# Document passage:
This past weekend Jiles was voted into party leadership. He's been on the job for less than a week and he's already making waves but for all the wrong reasons.
FOX 2: "Did you shoot the guy?"
"Well actually there was a physical altercation in which my gun discharged," Giles said.
Jiles, 29, is the Michigan Republican Party's new ethnic vice chair.
He has the tall order of selling the GOP to minority voters, but sources say he sold party leaders a bill of goods about his past.
Now some say it's coming back to haunt him, however he calls it something else.
"We should really frown on smear campaigns and nonsense and malicious attacks," he said.
Last year Jiles copped a misdemeanor for shooting an ex-con whom he says he mentored.
"I was only fearing for my life and protecting myself," Jiles said.
He's now on probation.
But the 2014 shooting isn't the jaw dropper. Party leaders are said to have known about that, although there is a second police matter.
"Technically it was an incident," Jiles said. "I really can't go into any detail personally because I was not directly involved in it."
Court records from Genesee County suggest otherwise. As a 15-year-old, Jiles was charged with two counts of assault with intent to murder, assault with intent to do great bodily harm less than murder and two gun charges in 2001.
The charges were dismissed in 2005.
"Redemption is something we all should embrace," said Jiles, who added that he has.

# Supplied entries:
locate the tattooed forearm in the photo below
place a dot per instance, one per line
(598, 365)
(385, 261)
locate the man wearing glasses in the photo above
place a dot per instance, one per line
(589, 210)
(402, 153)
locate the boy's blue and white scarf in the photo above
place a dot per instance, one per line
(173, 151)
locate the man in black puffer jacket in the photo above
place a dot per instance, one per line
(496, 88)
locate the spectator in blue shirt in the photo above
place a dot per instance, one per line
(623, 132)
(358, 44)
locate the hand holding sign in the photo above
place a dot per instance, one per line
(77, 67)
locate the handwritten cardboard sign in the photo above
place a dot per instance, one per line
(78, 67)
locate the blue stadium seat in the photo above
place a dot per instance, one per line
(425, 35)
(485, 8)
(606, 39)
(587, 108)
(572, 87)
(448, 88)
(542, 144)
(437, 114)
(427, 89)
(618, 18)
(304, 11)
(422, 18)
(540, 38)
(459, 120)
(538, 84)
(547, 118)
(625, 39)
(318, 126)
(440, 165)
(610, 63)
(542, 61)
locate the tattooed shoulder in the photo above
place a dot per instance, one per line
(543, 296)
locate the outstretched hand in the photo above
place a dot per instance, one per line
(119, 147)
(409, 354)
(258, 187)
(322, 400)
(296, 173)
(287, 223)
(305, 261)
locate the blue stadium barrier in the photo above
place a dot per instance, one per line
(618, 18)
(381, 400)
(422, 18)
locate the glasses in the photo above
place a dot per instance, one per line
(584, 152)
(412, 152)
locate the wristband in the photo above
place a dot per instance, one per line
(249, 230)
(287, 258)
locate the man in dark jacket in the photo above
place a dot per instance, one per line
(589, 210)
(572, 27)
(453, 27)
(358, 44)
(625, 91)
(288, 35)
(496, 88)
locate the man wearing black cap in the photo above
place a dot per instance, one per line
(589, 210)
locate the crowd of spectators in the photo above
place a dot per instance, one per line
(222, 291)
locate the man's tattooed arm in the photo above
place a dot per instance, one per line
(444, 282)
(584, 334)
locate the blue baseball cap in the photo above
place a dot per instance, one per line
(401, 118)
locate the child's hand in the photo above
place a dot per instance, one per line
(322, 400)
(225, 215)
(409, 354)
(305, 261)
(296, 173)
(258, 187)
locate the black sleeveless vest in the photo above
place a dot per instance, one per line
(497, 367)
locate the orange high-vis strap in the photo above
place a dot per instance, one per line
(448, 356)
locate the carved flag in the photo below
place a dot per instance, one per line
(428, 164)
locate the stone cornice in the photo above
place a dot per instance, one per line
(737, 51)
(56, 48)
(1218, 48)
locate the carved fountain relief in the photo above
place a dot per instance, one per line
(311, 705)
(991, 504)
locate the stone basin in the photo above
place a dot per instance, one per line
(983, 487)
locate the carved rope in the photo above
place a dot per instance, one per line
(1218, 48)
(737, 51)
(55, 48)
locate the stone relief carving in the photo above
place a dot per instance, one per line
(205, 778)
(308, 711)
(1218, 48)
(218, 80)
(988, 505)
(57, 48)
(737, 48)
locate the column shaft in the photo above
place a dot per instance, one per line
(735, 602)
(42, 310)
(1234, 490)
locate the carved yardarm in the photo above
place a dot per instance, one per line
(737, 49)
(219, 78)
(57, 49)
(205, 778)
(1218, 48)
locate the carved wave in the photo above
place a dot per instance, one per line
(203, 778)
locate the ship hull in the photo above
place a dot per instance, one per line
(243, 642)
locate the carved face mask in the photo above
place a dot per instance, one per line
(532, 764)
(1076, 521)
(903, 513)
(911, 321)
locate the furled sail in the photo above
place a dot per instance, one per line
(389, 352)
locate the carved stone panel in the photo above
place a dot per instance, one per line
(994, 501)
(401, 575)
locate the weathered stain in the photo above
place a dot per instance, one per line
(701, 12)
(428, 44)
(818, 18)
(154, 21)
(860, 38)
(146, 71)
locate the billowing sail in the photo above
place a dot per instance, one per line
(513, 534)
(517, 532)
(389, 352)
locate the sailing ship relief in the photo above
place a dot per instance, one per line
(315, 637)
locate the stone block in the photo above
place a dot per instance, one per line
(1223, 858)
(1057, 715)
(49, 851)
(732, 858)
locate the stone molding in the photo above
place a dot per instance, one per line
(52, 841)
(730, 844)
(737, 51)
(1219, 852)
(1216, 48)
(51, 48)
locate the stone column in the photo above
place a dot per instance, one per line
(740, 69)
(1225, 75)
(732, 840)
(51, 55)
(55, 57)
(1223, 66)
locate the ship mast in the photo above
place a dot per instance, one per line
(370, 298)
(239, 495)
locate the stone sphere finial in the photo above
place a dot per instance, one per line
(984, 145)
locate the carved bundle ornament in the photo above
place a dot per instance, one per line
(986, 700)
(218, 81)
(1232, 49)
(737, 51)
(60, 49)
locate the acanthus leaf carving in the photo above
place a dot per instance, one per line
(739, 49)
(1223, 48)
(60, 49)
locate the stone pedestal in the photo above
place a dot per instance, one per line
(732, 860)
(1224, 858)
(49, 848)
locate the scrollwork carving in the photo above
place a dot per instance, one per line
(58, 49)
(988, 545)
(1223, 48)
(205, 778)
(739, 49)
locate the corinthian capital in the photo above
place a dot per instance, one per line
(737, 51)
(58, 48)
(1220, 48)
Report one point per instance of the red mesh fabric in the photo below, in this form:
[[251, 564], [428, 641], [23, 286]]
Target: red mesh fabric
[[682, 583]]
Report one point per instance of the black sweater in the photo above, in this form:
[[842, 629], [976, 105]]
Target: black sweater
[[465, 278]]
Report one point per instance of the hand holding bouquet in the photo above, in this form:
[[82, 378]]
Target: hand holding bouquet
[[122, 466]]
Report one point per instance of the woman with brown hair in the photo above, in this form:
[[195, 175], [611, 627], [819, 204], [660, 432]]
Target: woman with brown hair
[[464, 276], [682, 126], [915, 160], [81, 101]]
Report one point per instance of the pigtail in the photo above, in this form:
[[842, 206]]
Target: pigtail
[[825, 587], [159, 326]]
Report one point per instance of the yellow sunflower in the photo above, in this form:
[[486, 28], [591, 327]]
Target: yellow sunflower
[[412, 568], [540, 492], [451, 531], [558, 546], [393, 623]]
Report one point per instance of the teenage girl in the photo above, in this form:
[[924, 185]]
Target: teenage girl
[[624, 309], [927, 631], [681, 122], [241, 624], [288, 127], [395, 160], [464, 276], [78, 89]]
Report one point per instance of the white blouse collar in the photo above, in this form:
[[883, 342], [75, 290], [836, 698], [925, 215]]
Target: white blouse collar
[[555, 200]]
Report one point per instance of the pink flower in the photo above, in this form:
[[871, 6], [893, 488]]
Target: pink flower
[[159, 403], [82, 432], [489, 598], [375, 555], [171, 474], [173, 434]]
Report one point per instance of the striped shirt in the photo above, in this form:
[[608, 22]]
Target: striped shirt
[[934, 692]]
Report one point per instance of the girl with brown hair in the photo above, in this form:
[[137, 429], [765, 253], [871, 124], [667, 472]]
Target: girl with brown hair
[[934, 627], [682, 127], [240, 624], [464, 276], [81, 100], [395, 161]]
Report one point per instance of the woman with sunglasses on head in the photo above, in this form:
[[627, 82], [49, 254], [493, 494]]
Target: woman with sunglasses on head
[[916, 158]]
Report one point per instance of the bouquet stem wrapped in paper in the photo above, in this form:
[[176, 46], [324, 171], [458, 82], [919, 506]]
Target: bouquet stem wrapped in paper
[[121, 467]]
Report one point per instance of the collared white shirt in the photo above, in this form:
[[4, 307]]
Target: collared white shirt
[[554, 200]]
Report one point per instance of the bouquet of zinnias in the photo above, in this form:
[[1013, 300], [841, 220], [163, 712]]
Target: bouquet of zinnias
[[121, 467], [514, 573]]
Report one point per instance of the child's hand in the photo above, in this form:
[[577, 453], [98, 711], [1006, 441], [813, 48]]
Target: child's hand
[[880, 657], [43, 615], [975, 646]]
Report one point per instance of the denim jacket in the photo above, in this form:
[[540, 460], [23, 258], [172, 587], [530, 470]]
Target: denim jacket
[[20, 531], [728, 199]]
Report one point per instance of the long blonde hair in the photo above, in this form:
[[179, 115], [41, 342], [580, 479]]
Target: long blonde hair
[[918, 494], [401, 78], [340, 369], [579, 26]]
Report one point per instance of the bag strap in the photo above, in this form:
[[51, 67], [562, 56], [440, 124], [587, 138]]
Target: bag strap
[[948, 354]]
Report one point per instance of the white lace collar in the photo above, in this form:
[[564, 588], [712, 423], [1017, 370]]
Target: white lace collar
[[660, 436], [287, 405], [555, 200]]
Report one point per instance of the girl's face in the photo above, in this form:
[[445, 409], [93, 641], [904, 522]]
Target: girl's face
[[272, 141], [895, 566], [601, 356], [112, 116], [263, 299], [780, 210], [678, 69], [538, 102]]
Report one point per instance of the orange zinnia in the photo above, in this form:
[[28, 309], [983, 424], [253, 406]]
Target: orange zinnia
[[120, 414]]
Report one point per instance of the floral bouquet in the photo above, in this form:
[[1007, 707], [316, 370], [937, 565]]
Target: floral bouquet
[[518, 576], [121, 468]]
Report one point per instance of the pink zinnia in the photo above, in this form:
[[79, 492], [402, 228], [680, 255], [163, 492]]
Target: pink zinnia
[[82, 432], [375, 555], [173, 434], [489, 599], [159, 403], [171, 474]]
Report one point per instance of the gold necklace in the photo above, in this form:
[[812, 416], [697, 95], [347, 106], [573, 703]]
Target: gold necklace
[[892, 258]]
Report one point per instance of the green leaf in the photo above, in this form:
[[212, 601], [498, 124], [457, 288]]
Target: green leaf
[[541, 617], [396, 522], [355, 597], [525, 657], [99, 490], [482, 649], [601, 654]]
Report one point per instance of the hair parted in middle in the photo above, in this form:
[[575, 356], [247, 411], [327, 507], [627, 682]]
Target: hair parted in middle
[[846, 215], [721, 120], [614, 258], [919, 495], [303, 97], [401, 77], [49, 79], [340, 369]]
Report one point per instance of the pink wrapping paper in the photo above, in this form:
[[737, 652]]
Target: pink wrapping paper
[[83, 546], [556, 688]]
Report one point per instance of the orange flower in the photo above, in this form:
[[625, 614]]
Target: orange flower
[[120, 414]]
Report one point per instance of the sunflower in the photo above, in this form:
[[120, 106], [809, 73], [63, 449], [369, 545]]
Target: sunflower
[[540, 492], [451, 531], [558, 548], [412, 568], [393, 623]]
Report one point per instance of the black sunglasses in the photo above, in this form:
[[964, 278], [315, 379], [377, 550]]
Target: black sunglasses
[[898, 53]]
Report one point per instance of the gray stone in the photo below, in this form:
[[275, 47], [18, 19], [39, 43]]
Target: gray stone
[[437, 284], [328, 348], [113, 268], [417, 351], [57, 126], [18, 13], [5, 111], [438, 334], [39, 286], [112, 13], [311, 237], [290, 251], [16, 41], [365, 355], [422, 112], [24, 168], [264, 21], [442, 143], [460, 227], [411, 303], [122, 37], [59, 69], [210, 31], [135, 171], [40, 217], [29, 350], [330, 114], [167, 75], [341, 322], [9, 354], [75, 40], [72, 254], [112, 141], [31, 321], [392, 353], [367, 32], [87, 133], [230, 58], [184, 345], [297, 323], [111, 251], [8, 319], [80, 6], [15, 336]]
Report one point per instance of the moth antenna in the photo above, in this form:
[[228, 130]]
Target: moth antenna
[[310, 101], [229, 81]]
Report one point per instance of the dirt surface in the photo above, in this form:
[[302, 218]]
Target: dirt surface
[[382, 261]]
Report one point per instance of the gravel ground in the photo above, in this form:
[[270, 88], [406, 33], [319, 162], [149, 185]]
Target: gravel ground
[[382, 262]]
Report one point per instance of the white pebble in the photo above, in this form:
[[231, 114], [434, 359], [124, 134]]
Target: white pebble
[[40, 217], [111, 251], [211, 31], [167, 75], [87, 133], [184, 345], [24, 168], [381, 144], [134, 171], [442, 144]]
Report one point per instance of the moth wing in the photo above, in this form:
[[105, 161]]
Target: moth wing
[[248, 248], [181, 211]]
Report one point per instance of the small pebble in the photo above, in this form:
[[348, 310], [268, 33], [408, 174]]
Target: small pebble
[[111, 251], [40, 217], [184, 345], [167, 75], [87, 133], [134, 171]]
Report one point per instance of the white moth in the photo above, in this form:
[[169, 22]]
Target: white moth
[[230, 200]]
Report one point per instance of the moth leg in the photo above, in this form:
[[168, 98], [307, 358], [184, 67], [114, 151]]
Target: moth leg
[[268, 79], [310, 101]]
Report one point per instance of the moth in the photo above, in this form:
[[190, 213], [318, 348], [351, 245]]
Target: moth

# The problem:
Rewrite the article about Jiles starting at "Jiles, 29, is" and ending at "about his past.", and swap "minority voters" out for "young voters". The entries have nothing to do with the article about Jiles.

# Solution to this exercise:
Jiles, 29, is the Michigan Republican Party's new ethnic vice chair.
He has the tall order of selling the GOP to young voters, but sources say he sold party leaders a bill of goods about his past.